## Your tasks
1. In the passage on the #metoo movement, who is named Time Magazine's Person of the Year?
2. For each statement below, say whether it agrees with the passage on the #metoo movement, and quote the words of the passage that decide it.
(a) Families of abusers often suffer collateral damage.
(b) Victims should be pressed to share every detail of what happened.
(c) Everyone's life is as perfect as their social media suggests.
3. Pick up the passage on the #metoo movement after its last sentence and continue writing it.

====== Source extract ======

We’re in the beginning of a movement that is going to have a lot of those online images crumbling. The #metoo movement, and today’s recognition of the Silence Breakers as the Person of the Year in Time Magazine is huge and will have an ongoing impact. It is only a matter of time before our colleagues, friends, friends’ husbands and partners lose their jobs or are called out publicly for sexual abuse or harassment.
I hope that we can refrain, as a culture, from social rubbernecking as peoples lives crumble around us. No, of course no one’s life is perfect, even if their social media would otherwise indicate. Victims will share what they wish and we should be respectful of that. Families of abusers are often collateral damage in these situations. Let’s let them be.

====== The data ======

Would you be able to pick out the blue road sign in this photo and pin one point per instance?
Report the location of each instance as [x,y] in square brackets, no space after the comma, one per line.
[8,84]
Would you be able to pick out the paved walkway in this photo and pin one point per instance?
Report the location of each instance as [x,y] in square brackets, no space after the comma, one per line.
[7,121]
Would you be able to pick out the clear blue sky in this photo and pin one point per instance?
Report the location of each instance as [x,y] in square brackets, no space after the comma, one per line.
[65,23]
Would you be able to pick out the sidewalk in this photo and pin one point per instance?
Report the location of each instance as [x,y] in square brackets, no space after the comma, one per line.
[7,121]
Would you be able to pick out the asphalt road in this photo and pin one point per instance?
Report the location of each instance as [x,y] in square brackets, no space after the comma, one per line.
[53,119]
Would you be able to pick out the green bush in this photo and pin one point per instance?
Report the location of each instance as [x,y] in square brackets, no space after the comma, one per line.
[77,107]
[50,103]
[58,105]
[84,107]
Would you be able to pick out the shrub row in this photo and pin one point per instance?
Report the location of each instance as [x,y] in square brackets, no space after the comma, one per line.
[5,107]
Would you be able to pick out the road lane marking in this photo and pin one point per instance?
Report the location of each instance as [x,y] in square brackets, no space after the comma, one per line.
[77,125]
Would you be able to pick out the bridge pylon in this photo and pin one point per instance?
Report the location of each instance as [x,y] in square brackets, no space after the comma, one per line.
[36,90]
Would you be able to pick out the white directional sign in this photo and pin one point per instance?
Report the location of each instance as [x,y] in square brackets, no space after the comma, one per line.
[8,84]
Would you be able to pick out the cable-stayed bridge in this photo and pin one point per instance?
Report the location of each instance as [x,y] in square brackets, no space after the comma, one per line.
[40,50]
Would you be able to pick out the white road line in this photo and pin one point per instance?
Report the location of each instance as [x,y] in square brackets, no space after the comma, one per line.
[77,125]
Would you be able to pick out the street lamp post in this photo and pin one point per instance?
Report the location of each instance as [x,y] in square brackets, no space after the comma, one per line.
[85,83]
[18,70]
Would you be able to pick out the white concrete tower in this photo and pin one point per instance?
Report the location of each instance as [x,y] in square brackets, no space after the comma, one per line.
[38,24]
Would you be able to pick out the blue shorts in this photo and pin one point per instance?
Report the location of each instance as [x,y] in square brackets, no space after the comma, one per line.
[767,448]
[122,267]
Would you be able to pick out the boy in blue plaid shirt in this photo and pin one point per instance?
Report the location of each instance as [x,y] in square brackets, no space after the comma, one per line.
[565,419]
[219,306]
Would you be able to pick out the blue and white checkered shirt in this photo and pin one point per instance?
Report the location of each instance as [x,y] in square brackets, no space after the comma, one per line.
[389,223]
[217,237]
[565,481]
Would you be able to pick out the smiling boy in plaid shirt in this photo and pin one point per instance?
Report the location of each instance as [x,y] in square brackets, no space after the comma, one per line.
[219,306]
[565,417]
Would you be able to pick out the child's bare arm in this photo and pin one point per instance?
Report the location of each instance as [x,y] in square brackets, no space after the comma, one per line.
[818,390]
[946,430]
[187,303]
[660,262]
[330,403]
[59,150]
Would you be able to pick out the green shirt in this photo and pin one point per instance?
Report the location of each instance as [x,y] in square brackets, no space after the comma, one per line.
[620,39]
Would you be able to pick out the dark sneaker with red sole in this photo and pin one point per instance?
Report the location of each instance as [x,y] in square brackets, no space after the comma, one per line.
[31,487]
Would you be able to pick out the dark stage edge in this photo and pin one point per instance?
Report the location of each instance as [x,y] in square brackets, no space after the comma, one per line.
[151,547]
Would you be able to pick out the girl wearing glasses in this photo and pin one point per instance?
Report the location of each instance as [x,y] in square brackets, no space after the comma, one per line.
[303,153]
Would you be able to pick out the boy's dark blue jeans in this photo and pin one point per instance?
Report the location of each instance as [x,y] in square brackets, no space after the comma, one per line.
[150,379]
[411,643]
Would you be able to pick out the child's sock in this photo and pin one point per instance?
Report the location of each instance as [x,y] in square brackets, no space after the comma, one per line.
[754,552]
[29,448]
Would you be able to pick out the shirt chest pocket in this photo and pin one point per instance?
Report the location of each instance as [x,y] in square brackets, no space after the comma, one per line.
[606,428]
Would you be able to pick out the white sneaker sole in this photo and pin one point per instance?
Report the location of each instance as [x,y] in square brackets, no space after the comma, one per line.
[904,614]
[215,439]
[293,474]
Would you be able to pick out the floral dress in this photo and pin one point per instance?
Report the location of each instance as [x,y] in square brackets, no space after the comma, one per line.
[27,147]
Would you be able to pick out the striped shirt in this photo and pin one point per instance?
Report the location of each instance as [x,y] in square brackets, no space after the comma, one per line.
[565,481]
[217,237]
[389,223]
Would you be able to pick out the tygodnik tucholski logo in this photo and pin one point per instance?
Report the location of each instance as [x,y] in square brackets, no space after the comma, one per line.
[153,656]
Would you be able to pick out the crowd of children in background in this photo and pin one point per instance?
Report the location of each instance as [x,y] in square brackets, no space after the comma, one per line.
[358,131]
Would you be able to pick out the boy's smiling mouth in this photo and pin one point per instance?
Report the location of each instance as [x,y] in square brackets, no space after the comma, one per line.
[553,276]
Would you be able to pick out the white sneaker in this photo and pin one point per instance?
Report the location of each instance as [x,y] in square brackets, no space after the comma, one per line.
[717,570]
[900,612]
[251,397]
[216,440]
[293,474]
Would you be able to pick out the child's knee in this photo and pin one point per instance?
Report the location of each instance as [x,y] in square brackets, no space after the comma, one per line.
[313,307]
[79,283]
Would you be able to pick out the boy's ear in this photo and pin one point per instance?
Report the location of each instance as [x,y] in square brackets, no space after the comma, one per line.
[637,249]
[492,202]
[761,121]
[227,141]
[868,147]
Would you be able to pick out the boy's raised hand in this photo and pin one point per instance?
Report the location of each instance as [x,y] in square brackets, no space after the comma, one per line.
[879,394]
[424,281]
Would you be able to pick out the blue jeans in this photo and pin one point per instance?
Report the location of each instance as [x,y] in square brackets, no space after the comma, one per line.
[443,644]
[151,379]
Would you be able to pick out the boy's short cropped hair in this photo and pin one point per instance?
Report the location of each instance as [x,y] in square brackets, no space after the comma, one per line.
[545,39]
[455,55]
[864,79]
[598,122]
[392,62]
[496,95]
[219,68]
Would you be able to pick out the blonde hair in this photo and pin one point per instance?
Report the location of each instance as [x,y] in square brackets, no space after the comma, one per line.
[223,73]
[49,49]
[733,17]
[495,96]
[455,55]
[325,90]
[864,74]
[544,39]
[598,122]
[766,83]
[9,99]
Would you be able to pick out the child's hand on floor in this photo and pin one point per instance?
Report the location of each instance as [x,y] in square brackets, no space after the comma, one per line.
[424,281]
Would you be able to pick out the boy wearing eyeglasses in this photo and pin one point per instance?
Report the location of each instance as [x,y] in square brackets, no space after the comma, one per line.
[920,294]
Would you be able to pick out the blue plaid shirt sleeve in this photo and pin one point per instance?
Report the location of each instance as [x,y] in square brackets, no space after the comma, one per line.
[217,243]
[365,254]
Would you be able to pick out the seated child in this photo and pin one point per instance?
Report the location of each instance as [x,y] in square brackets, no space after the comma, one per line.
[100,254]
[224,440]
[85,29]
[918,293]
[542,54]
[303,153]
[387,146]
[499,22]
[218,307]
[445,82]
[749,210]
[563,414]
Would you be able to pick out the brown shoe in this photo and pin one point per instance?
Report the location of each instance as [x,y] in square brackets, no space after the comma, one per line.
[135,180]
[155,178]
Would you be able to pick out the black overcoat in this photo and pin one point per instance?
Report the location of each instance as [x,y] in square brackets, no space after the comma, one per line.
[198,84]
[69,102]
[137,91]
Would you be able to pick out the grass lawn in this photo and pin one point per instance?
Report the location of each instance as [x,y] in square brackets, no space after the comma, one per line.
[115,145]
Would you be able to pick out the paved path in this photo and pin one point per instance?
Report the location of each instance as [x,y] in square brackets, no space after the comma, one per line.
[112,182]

======

## Results for the exercise
1. The Silence Breakers.

2.
(a) Yes: "Families of abusers are often collateral damage in these situations."
(b) No: "Victims will share what they wish and we should be respectful of that."
(c) No: "No, of course no one’s life is perfect, even if their social media would otherwise indicate."

3.
When I was in sixth grade, Sister Edwardine, a tiny, ancient nun, got wind of some of the boys calling the girls “bitch.” Our teacher calmly gathered us and explained the origin of the word and why it was an insult when used, and why, exactly one should think twice before saying it. You could have heard a pin drop as this diminutive Dominican said, “if you call someone’s mother a bitch, you’re saying that woman is having sex with everyone in town.”
How we held it together, I’ll never know.
I don’t use the word bitch. I don’t swear much, but I’m not a prude, either. I just don’t use words that demean women. Funny how I just have a policy like that; odd little quirk of mine, being a woman and all. It was interesting to me, when only five years ago, in 2012 network television loosened the reigns and allowed “bitch” to slide. Suddenly, everyone from Betty White to Tina Fey was dropping the B-word.
Is normalizing a word the right approach? Do we “take it back” when we try to alter the meaning, and make it empowering? Does it make it hurt any less when someone uses it in a hurtful way, like when a man calls his wife a bitch in front of their children? I don’t think it does.
The sentiment is a bad one and in the upswing of women standing up to harassment, I think one small thing we can do is stop using words that demean women, even to be funny, even as a word of empowerment, even when it’s women using it with other women.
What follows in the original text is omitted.